- [CHECK YOUR UNDERSTANDING]:
1) Answer these from the magnesium text, one answer per line, marked (a), (b) and (c) like the questions.
(a) Which foods does it say contain oxalic acid?
(b) Where is the half of the body's magnesium that combines with calcium stored?
(c) In which journal and year was the cited work by Ismail, Yasmin et al. published?
2) List every sea vegetable that the magnesium text names.
3) In the magnesium text, switch "Brown rice" to "Wild rice". Then write out the passage beginning at the words "Whole grains" and stopping after "absorption of magnesium.".

- [DOCUMENT SECTION]:
────────────────────────────────────────

Sea vegetables- kelp, dulce. kombu, seaweed

Whole grains

Brown rice


Fish & seafood

Legumes- black beans, edamame beans, peanuts.

Leafy greens - spinach & broccoli. Although, oxalic acid found in spinach, rhubarb, and swiss chard may also block the absorption of magnesium.


Dark chocolate


* Nausea or vomiting

* Headaches

* Decreased appetite

* Anxiety

* Brain fog & poor concentration

* Reduced ability to recover from exercise

* Fatigue & muscle weakness

* Muscle twitches and cramps

* Vitamin D resistance

* Sleep loss


* Migraines

* Confusion & Disorientation & memory loss

* Muscle cramping- shoulders, thighs, calves, feet

* Cardiac arrhythmias

* Urinary tract cramps

* Tingling or numbness in the hands or feet

* Depression

* Depressed immune response

* Hearing loss

* Heart failure

* Hypertension

* Osteoporosis

For reasons discussed, its difficult to obtain optimal amounts of magnesium from diet alone. Blood tests to obtain serum magnesium levels are potentially flawed and the results do not offer an accurate result.

Your body stores about half of its magnesium in tissue cells and organs, the other half combines with calcium and is stored in your bones. This only leaves a small percentage of free magnesium in your blood. Magnesium also works hand in hand with calcium. Magnesium is held inside the cells in high amounts and this helps to keep calcium outside of the cells. What happens when there is insufficient magnesium? Taking calcium supplements and plenty of dairy based foods without enough magnesium, further disrupts your cellular balance.

'' The underestimated problem of using serum magnesium measurements to exclude magnesium deficiency in adults; a health warning is for 'normal' results''
'' The inaccuracy of serum magnesium as a biomarker for negative stores, although well known among laboratorians, is not widely disseminated nor emphasized to clinicians. Based on literature over the past two decades, magnesium deficiency remains common and undervalued''

Ismail, Yasmin et al.(Clinical Chemistry and Laboratory Medicine 2010)

────────────────────────────────────────

- [DATA SUPPLIED]:

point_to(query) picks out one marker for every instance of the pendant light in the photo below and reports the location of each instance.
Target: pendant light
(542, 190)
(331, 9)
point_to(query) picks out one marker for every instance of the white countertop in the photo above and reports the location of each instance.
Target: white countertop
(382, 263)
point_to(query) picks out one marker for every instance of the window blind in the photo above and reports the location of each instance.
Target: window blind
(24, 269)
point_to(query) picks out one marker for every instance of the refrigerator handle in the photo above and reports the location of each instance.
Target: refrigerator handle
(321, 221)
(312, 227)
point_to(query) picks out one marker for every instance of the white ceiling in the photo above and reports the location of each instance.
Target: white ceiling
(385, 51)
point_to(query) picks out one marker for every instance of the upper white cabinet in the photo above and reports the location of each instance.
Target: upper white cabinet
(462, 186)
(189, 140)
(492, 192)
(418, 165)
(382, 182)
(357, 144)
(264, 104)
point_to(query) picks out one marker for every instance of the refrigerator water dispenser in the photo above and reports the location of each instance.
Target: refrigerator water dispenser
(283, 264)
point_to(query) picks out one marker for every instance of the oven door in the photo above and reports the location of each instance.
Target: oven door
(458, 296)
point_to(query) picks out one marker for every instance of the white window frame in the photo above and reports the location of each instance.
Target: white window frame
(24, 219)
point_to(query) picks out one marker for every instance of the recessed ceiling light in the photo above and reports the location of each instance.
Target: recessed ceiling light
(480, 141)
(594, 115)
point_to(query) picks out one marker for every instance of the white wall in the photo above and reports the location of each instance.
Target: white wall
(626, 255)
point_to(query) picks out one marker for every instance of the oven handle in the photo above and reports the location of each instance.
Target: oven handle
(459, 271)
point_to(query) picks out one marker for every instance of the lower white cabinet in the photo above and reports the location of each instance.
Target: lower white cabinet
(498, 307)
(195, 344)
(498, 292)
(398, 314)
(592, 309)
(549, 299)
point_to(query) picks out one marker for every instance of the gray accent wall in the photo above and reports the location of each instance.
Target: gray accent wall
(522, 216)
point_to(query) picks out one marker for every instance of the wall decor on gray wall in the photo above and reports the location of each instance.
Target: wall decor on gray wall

────────────────────────────────────────

- [OUTPUTS IN ORDER]:
1)
(a) Spinach, rhubarb, and swiss chard
(b) In the bones
(c) Clinical Chemistry and Laboratory Medicine, 2010

2) kelp, dulce, kombu, seaweed

3)
Whole grains

Wild rice


Fish & seafood

Legumes- black beans, edamame beans, peanuts.

Leafy greens - spinach & broccoli. Although, oxalic acid found in spinach, rhubarb, and swiss chard may also block the absorption of magnesium.